Monday, October 10, 2022

Black Cat Mansion (1958)

directed by Nobuo Nakagawa
Japan
67 minutes
4 stars out of 5
----

I have not seen as many bakeneko movies as I should, so I decided to watch a few of them this month to fix that. This particular one is directed by Nobuo Nakagawa, who's best known for Jigoku, which is regarded as one of the best Japanese horror films of all time, but he's also a prolific director of other horror and mystery titles (as well as some episodes of Ultraman Leo, which is... weird). At a little under 70 minutes, I was thinking I wouldn't have enough to say about this to warrant a full review, but to my surprise Black Cat Mansion is so good that I do have some things I want to talk about.

I was immediately taken in by the first post-opening-credits scene because I was honestly not expecting anything about this film to be so creepy in such a specific way. A review that I had glanced at mentioned Hammer horror, and so I was set up for something gothic and maybe slightly overwrought, but above all not truly creepy - just an embellished, deliberately showy type of horror, which itself is enjoyable, but is not what I saw. We watch masked doctors slowly wheel a presumably deceased body across the frame as the camera drifts up stairs, down a hallway, and towards an office, its field of vision illuminated only by the circle of a flashlight beam. This is so arrestingly eerie that it feels like something out of Silent Hill. And none of this is ever brought up again - the doctor from this scene is one of the main characters, but we don't see him actually practicing in a hospital setting outside of that first scene. So that whole sequence was almost like this non sequitur that let me know I was in for something with some real atmosphere.

# [Tasks to perform]
(1) Using the Black Cat Mansion review, decide whether each statement agrees with it: (a) The film runs a little under 70 minutes. (b) The reviewer went in expecting the film to be truly creepy. (c) The doctor from the first scene is later shown practicing in a hospital again. Give yes or no for each, with the review's deciding words quoted exactly.
(2) Go on with the Black Cat Mansion review, picking up right after its last sentence.

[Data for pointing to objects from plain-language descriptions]

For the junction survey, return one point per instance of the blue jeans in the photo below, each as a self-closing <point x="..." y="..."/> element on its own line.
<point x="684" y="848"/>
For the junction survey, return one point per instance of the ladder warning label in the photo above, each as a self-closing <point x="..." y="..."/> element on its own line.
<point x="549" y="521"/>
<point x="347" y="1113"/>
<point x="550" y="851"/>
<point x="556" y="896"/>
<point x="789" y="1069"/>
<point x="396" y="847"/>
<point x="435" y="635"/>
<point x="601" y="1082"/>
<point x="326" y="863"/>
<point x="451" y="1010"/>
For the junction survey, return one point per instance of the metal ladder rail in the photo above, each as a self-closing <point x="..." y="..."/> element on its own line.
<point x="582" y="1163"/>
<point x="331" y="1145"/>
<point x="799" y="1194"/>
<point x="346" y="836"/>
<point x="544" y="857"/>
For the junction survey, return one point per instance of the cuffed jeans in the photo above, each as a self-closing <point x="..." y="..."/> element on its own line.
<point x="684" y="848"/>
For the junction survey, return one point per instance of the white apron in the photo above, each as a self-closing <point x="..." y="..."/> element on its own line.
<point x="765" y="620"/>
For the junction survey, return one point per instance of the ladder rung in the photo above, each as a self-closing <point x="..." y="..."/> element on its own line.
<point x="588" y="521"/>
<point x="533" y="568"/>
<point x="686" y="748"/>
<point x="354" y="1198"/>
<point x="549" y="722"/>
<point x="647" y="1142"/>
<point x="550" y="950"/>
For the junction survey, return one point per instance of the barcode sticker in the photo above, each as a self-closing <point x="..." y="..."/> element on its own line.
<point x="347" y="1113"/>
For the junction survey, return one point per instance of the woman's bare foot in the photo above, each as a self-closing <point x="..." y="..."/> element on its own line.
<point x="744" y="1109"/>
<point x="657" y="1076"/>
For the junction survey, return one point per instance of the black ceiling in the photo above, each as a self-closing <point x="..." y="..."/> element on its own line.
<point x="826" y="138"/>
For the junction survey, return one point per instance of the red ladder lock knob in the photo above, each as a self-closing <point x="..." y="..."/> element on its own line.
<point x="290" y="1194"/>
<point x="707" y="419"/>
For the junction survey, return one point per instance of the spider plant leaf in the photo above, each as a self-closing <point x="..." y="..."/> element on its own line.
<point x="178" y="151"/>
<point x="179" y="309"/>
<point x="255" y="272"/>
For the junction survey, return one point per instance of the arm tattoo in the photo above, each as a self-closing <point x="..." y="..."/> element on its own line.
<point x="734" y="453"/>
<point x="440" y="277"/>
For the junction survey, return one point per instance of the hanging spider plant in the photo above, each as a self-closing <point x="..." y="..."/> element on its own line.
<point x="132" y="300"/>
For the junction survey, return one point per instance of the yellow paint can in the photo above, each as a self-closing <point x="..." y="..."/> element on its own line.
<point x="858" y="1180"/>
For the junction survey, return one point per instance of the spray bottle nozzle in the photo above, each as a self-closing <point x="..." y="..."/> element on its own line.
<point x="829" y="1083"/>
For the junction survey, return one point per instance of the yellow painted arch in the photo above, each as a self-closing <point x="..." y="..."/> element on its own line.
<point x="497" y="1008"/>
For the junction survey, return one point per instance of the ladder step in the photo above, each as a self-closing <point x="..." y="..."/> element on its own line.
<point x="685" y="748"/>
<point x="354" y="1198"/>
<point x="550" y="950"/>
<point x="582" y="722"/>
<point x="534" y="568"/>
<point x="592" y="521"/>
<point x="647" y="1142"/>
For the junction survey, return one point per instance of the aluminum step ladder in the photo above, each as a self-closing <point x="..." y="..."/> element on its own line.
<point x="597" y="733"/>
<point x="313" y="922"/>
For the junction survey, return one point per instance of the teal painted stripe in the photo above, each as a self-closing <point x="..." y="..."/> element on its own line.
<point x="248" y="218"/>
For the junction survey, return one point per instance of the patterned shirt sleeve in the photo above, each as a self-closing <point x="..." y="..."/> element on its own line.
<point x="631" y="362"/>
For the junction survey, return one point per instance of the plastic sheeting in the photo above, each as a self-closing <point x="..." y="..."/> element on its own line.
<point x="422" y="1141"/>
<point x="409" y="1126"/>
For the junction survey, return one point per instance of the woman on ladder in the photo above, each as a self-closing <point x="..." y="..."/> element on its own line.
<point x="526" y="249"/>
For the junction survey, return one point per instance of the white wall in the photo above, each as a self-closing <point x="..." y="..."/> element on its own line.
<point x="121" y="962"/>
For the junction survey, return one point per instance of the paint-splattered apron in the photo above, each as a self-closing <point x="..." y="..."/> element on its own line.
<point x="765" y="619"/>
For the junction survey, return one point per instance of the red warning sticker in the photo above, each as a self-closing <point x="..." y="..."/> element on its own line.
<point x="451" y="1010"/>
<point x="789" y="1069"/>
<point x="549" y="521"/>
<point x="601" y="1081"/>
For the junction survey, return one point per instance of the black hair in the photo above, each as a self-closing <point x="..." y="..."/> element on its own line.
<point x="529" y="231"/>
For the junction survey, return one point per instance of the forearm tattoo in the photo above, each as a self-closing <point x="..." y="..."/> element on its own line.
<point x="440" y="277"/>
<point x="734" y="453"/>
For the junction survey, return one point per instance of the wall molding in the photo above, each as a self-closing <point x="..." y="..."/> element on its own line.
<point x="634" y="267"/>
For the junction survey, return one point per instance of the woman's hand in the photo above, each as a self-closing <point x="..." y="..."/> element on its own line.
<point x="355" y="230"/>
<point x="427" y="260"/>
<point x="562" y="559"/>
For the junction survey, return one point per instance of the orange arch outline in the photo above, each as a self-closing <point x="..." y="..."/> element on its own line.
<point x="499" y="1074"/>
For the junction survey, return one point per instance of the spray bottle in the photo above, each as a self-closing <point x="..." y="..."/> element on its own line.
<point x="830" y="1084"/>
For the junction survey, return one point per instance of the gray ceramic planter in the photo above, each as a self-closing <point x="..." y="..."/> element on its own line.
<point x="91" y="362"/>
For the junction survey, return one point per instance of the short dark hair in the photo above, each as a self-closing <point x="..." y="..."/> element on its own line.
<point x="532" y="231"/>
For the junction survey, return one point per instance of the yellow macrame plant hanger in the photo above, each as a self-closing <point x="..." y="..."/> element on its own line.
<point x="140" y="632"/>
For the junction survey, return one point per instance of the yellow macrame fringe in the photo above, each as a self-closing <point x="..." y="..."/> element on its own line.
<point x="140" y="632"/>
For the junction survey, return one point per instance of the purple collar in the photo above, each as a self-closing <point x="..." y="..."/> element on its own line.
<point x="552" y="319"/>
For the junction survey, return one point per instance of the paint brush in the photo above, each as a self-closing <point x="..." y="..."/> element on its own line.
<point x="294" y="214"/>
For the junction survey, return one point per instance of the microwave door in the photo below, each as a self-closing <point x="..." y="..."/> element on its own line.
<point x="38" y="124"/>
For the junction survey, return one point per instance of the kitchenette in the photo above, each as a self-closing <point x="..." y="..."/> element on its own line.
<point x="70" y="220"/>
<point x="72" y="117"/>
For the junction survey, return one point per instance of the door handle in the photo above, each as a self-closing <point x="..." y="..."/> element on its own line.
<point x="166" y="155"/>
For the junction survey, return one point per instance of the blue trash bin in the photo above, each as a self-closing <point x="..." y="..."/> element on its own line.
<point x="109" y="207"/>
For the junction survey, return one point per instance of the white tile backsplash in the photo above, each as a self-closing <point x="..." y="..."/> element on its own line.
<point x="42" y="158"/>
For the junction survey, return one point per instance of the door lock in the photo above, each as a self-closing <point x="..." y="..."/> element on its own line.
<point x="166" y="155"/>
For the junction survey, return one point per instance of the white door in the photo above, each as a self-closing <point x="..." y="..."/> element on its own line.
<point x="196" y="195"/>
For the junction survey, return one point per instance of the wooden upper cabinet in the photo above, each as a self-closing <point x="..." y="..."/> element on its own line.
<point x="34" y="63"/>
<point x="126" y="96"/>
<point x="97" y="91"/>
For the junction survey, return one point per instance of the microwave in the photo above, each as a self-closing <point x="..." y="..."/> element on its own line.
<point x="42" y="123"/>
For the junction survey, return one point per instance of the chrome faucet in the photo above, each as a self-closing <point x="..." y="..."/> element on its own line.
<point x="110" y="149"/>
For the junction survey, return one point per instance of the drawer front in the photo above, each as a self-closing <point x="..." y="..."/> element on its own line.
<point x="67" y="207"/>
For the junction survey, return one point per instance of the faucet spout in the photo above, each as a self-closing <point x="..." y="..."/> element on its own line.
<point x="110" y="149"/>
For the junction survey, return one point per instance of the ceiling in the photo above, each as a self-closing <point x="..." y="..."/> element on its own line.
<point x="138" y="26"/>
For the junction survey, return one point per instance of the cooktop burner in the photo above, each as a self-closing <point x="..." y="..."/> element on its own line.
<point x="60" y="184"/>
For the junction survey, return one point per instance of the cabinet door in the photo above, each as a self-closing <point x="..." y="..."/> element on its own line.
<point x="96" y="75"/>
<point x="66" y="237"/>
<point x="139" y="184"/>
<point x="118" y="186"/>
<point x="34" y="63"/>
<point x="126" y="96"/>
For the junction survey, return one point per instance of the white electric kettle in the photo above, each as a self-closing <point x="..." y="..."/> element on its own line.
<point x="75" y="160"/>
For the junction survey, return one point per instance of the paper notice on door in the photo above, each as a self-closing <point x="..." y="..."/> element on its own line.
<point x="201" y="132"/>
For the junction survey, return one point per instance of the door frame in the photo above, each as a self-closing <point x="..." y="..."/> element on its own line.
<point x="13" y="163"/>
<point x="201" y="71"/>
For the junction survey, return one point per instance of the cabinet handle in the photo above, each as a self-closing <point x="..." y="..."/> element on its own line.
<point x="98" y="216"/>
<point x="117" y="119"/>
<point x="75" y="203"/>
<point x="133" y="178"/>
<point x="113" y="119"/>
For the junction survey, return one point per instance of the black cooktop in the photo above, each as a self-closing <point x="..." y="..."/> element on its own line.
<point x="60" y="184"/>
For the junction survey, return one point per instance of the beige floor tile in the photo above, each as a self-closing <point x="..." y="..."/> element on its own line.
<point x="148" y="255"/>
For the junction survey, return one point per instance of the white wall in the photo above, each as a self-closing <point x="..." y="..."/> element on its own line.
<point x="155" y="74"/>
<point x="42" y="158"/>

# [Written responses]
(1)
(a) Yes: "At a little under 70 minutes"
(b) No: "but above all not truly creepy"
(c) No: "we don't see him actually practicing in a hospital setting outside of that first scene"

(2)
After that, the film begins with a husband and wife in the process of moving to a derelict mansion, belonging in some distant way to their family line, that had sat abandoned for some time. The wife has tuberculosis and has to relocate to somewhere with a better climate. There's no kind of overly dramatic "I hate it here, this house is scary" whining like there usually is in horror movies (the myriad of them) that start when a family moves into a new, old house, but the wife obviously doesn't like it, and for good reason: It is scary. The shoji screens are all broken, it's covered in cobwebs, and everything looks out of place. It's still standing, and the shell of it is supposedly sturdy, but it's a place that from the first glance you can tell is filled with bad emotions and troubled history. The film is too economical to spend a lot of time on giving us any kind of elaborate tour of the house, but the shots that we do see are enough to establish the hauntedness of the mansion.

The entire reason why I wanted to review this film is because I'm obsessed with the camerawork and I want to talk about it. For many scenes, the camera doesn't remain static as the actors perform in front of it in a confined space, like a stage play. Instead, it drifts around fluidly, as if it's floating in midair, and the viewer watches the backs of the actors' heads, voyeuristically, like we're unwilling co-conspirators to the ghosts that haunt them. The "monster POV" shot is by no means unconventional or rare in horror cinema, but the slow and methodical way the camera moves around the frame, subtly fluctuating height between head-level and looking down on the actors, adds something deeply sinister.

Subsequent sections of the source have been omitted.